Source data
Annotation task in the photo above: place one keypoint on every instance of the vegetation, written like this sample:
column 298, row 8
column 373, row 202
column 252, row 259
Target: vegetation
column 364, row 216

Work to do: Rewrite the data above as a Markdown table with two columns, "No." and "Text," giving each line its own numbered row and omitting blank lines.

Output for this exercise:
| No. | Text |
|---|---|
| 1 | Annotation task in the photo above: place one keypoint on every instance of the vegetation, written like this sample: |
| 2 | column 298, row 8 |
| 3 | column 373, row 202 |
| 4 | column 252, row 259 |
| 5 | Target: vegetation |
| 6 | column 364, row 216 |